+++ Provided material +++

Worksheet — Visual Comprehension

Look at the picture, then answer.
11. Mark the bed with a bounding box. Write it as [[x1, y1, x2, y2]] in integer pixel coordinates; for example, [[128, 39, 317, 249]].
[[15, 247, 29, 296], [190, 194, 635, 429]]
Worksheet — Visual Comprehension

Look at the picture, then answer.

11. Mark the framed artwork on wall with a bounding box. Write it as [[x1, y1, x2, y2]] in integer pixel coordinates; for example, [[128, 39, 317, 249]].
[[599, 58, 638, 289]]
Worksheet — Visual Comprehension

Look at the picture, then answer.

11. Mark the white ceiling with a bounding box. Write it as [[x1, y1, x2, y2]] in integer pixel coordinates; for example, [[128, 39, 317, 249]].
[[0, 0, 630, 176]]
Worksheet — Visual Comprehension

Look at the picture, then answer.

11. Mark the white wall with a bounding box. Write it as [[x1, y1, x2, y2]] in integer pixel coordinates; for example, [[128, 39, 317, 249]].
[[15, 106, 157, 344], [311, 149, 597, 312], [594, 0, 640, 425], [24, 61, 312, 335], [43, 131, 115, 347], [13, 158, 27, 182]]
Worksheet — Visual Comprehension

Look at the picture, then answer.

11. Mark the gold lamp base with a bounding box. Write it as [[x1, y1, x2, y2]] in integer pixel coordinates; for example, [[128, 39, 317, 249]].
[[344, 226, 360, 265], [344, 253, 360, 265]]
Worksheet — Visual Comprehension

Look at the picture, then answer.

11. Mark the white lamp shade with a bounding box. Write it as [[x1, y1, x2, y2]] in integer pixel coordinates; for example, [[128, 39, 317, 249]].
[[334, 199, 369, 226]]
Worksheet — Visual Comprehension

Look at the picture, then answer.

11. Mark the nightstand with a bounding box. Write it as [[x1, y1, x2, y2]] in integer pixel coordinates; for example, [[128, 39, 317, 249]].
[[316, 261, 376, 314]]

+++

Request — Change every "bounding box" in the rows above to "rectangle" and write the rows out again, leaving everything else as it is.

Expected output —
Worksheet — Visual Comprehension

Look at the picture, then answer.
11. Mark the bed with a rectangle. Write it as [[x1, y1, x2, y2]] in integer pixel coordinates; for example, [[128, 39, 317, 249]].
[[15, 247, 29, 296], [190, 194, 635, 429]]
Worksheet — Visual Comprehension

Look at the picture, then answer.

11. Mark the framed artwork on wall with a rectangle. Write it as [[x1, y1, x2, y2]] in integer pixel coordinates; for example, [[128, 39, 317, 249]].
[[599, 58, 638, 289]]
Worksheet — Visual Comprehension

Look at the picture, then answer.

11. Mark the white ceiling with a rectangle. Write it as [[x1, y1, x2, y2]] in integer pixel coordinates; for example, [[128, 39, 317, 249]].
[[0, 0, 630, 176]]
Worksheet — Visual Comprehension

Look at the picture, then answer.

11. Mark the white wall with a rectangle. Write it as [[x1, y1, x2, y2]] in integer pixel coordinates; for example, [[128, 39, 317, 249]].
[[15, 106, 157, 344], [311, 149, 597, 312], [594, 0, 640, 425], [24, 61, 312, 335], [43, 131, 115, 347], [13, 158, 27, 182]]
Worksheet — Visual Comprehension

Look at the picture, then answer.

11. Mark the gold lamp base with a rectangle. Write it as [[x1, y1, x2, y2]] in integer pixel coordinates; for example, [[128, 39, 317, 249]].
[[344, 226, 360, 265], [344, 253, 360, 265]]
Worksheet — Visual Comprehension

Look at the picture, then answer.

11. Mark the white lamp shade with a rectangle. Write it as [[x1, y1, x2, y2]] in integer pixel coordinates; for example, [[128, 39, 317, 249]].
[[334, 199, 369, 226]]
Worksheet — Visual Comprehension

Look at the picture, then answer.

11. Mark the nightstand with a rectangle. Write it as [[x1, y1, x2, y2]] in integer pixel coordinates; for example, [[128, 39, 317, 249]].
[[316, 261, 376, 314]]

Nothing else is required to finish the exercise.